**JOB A**
List every country whose name makes up the BRICS bloc in the passage on the BRICS summit in Johannesburg.
**JOB B**
Repeat the passage on the BRICS summit in Johannesburg word for word, starting at "If Summit rhetoric" and ending at "further socio-economic exploitation.".
**JOB C**
Carry on writing the passage on the BRICS summit in Johannesburg, picking up after its final sentence.

--- start of TEXT SHOWN ---

As the Brazil-Russia-India-China-South Africa bloc comes to Johannesburg from July 25-27, local debate about the ideologies, strategies and tactics of outsiders is getting hotter. A teach-in on July 23-24 and protest on July 26 highlight ‘brics from below’ perspectives.

If Summit rhetoric is to be taken at face value, BRICS pose an alternative, counter-hegemonic, South-South bloc in the global political economy. However, the radical critique of BRICS argues that this is simply rhetorical window dressing to further socio-economic exploitation.

The pragmatic view held by most academics and activists participating in two official bodies – the BRICS Academic Forum and Civil BRICS – is that insider lobbying by progressives will help effect transformation at Summit level. This is toeing the diplomatic line, as oft intoned by the South African foreign ministry’s BRICS organiser (a self-described ‘Sherpa’), Anil Sooklal, who promises access via transmission of polite ‘policy asks’ into the declaration process. (The Civil BRICS statement is not available online but was included in the new book, BRICS Politricks.)

Academics within the BRICS Think Tank network, as well as those who buy into the idea of BRICS as an incremental balancing force against the post-Cold War unipolar system, emphasise the norm-setting, ideational potential of the BRICS.

The sticking point between radicals outside and civil society forces within these spaces relates mainly to legitimation, particularly when it comes to knowledge control and co-optation of academics and activists. After all, the BRICS have notoriously authoritarian, corrupt ‘governance’ and exploitative socio-economic practices, which extend into their African deal-making and status quo multilateral assimilation.

--- end of TEXT SHOWN ---
--- start of DATA PROVIDED ---

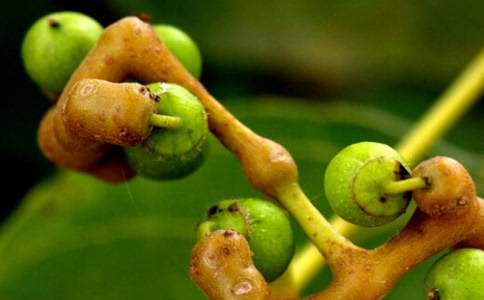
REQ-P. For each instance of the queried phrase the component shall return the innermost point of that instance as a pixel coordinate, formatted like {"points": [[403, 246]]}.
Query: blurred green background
{"points": [[312, 75]]}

--- end of DATA PROVIDED ---

**TASK OUTPUT A**
Brazil, Russia, India, China, South Africa

**TASK OUTPUT B**
If Summit rhetoric is to be taken at face value, BRICS pose an alternative, counter-hegemonic, South-South bloc in the global political economy. However, the radical critique of BRICS argues that this is simply rhetorical window dressing to further socio-economic exploitation.

**TASK OUTPUT C**
As a result of the difficulty of winning power within BRICS states, radicals normally assume that resistance from outside – what we might term ‘tree shaking’ – is a more viable way to effect change, especially as it delegitimises the power structure. But the BRICS Academic Forum and Civil BRICS act as if a Gramscian-inspired war of manoeuvre will provide gains – ‘jam making’ – through constructive engagement. The question is whether such participation necessarily involves legitimation of the processes themselves, or whether any gains (jam) are possible in terms of policy outcomes through the processes of engagement.

Also referred to as people-to-people engagement, in 2015, Civil BRICS was grafted onto the state-led processes in order to deal with the BRICS Summits’ many promises to ensure ‘inclusive growth’ and ‘sustainable development.’ Navigating between rhetoric and reality, this year Civil BRICS included a process of grassroots consultations to help guide Civil BRICS recommendations to the Summit.

In 2018, Civil BRICS in South Africa has been organised by Oxfam, the African Monitor and the Economic Justice Network(EJN). Funding has been provided by a German agency associated with the Social Democratic Party, the Friedrich Ebert Foundation. The National Institute of Humanities and Social Sciences has also provided limited funding.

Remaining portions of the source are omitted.